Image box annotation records
_ _ _ _ _

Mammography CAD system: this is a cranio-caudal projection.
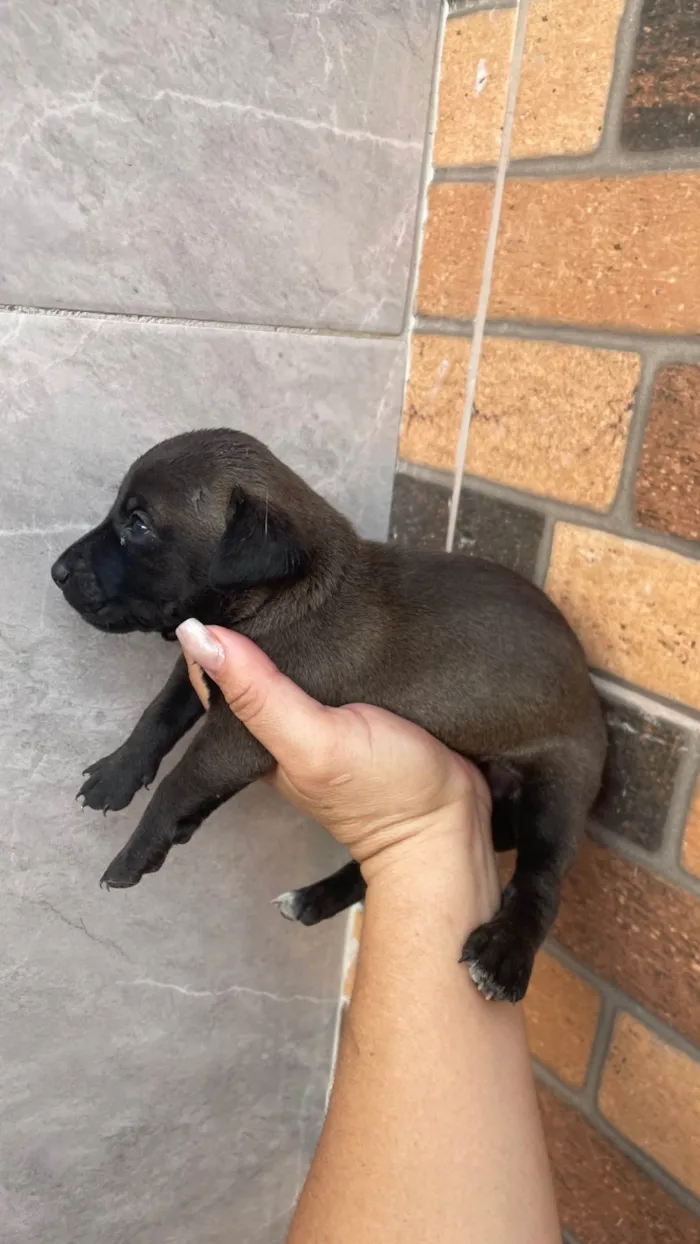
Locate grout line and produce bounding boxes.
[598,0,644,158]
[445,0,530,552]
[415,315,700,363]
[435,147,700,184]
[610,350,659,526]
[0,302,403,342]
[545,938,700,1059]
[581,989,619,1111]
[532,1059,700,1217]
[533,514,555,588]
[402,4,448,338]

_ _ _ _ _

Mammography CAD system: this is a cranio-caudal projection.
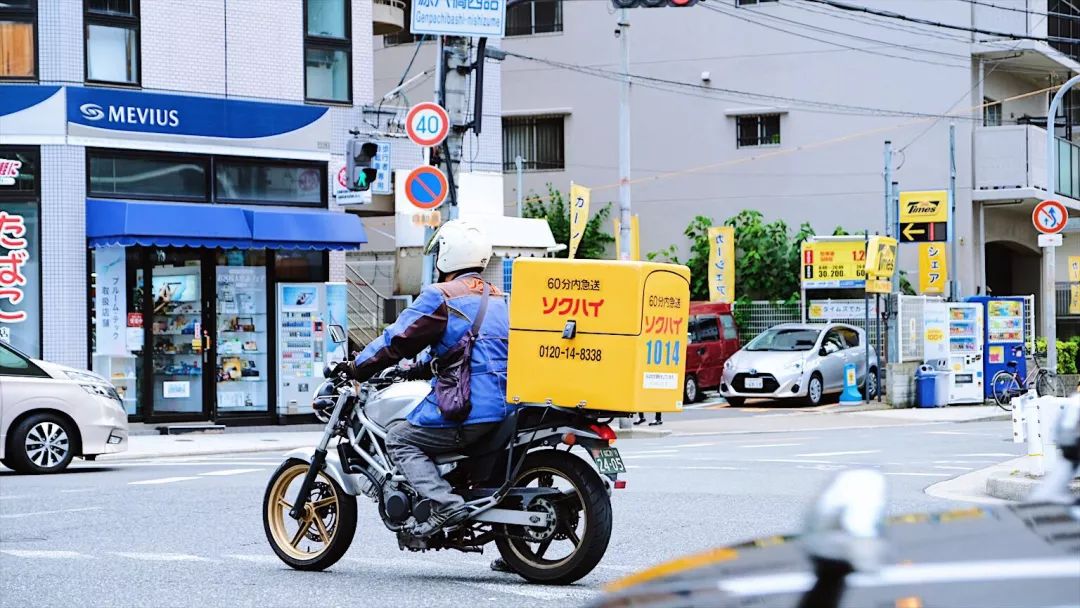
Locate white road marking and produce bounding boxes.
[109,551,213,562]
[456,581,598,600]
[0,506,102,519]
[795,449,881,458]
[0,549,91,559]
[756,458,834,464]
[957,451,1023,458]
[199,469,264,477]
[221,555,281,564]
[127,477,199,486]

_ _ _ _ _

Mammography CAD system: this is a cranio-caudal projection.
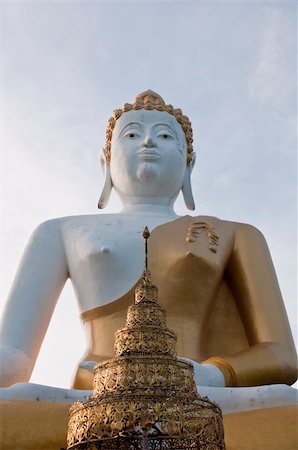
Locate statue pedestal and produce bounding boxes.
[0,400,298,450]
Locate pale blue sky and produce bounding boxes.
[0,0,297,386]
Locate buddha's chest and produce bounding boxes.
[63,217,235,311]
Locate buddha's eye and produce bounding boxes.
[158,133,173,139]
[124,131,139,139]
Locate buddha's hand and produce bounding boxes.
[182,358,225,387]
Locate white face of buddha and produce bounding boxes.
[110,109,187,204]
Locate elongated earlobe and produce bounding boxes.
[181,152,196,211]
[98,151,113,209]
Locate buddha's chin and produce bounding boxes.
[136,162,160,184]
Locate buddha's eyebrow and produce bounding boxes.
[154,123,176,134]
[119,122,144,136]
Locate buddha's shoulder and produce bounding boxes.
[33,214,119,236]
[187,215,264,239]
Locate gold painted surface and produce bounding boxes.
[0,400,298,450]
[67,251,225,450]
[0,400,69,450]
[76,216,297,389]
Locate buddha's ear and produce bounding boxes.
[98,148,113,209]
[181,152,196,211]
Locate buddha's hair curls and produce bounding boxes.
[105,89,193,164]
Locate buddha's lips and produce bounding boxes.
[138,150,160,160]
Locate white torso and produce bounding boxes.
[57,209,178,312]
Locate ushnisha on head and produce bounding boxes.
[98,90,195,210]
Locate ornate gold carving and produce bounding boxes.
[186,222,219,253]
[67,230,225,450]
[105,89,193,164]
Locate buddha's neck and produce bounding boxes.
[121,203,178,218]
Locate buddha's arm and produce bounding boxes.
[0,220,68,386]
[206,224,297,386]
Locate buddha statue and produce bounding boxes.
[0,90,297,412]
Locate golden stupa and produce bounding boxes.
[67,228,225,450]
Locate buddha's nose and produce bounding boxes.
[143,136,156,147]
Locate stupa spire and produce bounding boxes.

_ _ _ _ _

Update only the part that opens with the line containing "Locate golden stupa" and closes with the line containing "Locate stupa spire", changing "produce" to "return" and keeping everything else the same. Give back those lines alone.

• **SOLUTION FOR THIS PROBLEM**:
Locate golden stupa and return bounding boxes.
[67,228,225,450]
Locate buddha's nose and return bounding boxes.
[143,136,156,147]
Locate stupa spire and return bounding boxes.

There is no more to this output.